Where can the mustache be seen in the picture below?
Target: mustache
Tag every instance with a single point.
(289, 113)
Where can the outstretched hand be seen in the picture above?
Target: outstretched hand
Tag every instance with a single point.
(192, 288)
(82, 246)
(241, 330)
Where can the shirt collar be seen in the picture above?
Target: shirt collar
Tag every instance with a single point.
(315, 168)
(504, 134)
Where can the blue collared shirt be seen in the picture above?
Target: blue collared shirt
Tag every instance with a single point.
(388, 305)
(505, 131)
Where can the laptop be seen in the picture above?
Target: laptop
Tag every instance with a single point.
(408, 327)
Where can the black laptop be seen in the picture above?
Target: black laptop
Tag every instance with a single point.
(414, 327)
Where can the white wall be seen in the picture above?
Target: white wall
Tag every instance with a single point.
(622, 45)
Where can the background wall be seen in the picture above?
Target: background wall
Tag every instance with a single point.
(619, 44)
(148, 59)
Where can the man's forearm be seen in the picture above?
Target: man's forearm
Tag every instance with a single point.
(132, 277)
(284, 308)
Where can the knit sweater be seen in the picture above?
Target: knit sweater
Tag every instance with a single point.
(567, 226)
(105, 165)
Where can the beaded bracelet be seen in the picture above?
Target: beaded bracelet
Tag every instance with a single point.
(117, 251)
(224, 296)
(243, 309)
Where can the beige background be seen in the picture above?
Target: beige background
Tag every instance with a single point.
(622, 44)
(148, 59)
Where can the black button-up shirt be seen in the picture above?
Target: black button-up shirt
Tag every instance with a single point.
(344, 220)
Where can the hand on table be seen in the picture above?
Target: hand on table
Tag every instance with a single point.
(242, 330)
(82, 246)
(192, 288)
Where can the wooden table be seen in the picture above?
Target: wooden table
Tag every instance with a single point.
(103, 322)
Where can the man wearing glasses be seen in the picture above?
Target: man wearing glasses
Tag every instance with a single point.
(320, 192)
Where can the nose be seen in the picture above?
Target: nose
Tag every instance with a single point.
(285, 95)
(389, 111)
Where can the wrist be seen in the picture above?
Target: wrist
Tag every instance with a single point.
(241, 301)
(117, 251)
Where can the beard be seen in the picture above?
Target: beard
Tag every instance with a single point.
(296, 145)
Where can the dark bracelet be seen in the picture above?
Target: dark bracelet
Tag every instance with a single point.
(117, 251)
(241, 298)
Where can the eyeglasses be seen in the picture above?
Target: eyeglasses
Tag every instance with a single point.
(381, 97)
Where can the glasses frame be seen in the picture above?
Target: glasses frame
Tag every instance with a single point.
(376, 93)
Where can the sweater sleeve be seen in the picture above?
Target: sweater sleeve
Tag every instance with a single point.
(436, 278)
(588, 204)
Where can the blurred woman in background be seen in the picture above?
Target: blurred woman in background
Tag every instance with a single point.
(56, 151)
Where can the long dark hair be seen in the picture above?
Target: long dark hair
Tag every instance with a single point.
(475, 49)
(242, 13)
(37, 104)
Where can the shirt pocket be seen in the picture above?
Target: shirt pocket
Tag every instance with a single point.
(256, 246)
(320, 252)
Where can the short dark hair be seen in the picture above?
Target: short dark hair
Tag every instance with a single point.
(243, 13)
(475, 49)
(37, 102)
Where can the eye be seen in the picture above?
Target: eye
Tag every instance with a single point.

********************

• What the task asks:
Write every line of the material above again, exactly.

• Exercise result:
Where can the mustache be seen in the picture below?
Target: mustache
Tag every instance with a single point.
(289, 113)
Where can the outstretched hand be seen in the picture above?
Target: outstretched hand
Tag every instance with a single point.
(192, 288)
(82, 246)
(241, 330)
Where can the shirt collar be seen in the picture above?
Target: shirt collar
Tag every instance with a single point.
(315, 168)
(504, 134)
Where can the blue collared shirt be seen in the picture above?
Target: blue collared shirt
Tag every instance with a single point.
(388, 305)
(505, 131)
Where can the laptop be seen in the picture above?
Target: laptop
Tag every instance with a single point.
(408, 327)
Where can the black laptop be seen in the picture above?
Target: black laptop
Tag every instance with a single point.
(414, 327)
Where can the white wall be seen in the picture above?
Target: white wall
Tag every instance with a single point.
(622, 45)
Where can the background wall be seen in the picture above?
Target: background wall
Tag every instance with a single point.
(619, 44)
(148, 59)
Where can the man's forearm be seen in the picture above?
Target: man's forearm
Tag every instance with a single point.
(132, 277)
(284, 308)
Where can the knit sweater be seen in the picture above?
Target: knit sweater
Tag every instance with a single point.
(567, 226)
(105, 165)
Where can the beaded bracelet be seen in the picture above?
Target: beaded bracelet
Tag every instance with a single point.
(117, 251)
(224, 296)
(243, 309)
Where can the beige background be seen in the picture above?
Target: beige background
Tag every instance with a single point.
(622, 44)
(148, 59)
Where can the black button-up shirt be seen in the picture above?
Target: black button-up shirt
Tag every instance with a single point.
(344, 220)
Where can the hand on table be seen in the picture above?
Target: hand on table
Tag every instance with a single point.
(242, 330)
(82, 246)
(192, 288)
Where can the wooden table be seen in the picture above?
Target: wooden table
Tag every instance with a single point.
(103, 322)
Where can the man wearing glasses be seen in the picture above?
Target: man wearing glasses
Tag every instance with a single point.
(320, 192)
Where can the nose be seen in the picture above?
Target: nose
Tag every instance with a single point.
(285, 95)
(389, 111)
Where can the wrist be seen in the picture above?
Target: wrist
Tag every instance with a single point.
(241, 301)
(117, 251)
Where can the beard be seen in the picture above?
Target: beard
Tag every instance with a single point.
(296, 145)
Where can the dark bracelet be seen in the picture above?
Target: dark bracelet
Tag every instance with a single point.
(117, 251)
(241, 298)
Where can the eyeglasses be seen in the picture above?
Target: eyeglasses
Tag every instance with a single point.
(381, 97)
Where can the glasses frame be seen in the picture above?
Target: glasses frame
Tag every instance with a single point.
(376, 93)
Where can the sweater sleeve be seen in the picture above?
Target: sweater sleeve
Tag every instance with a single point.
(436, 278)
(588, 204)
Where can the blurred woman in background be seen in the picture above?
Target: blurred woman in background
Tag every instance with a single point.
(56, 151)
Where can the long dark hair be seen in the picture above?
Target: long dark hair
Tag every instance with a single point.
(475, 49)
(242, 13)
(37, 104)
Where can the shirt pocket be seen in the picture above?
Target: shirt pocket
Tag every instance with a single point.
(256, 246)
(320, 252)
Where can the short dark hair be seen in the picture above?
Target: short dark hair
Tag every instance with a single point.
(243, 13)
(475, 49)
(37, 102)
Where can the eye be seen in the picture above?
Target: eye
Tag every instance with a single point.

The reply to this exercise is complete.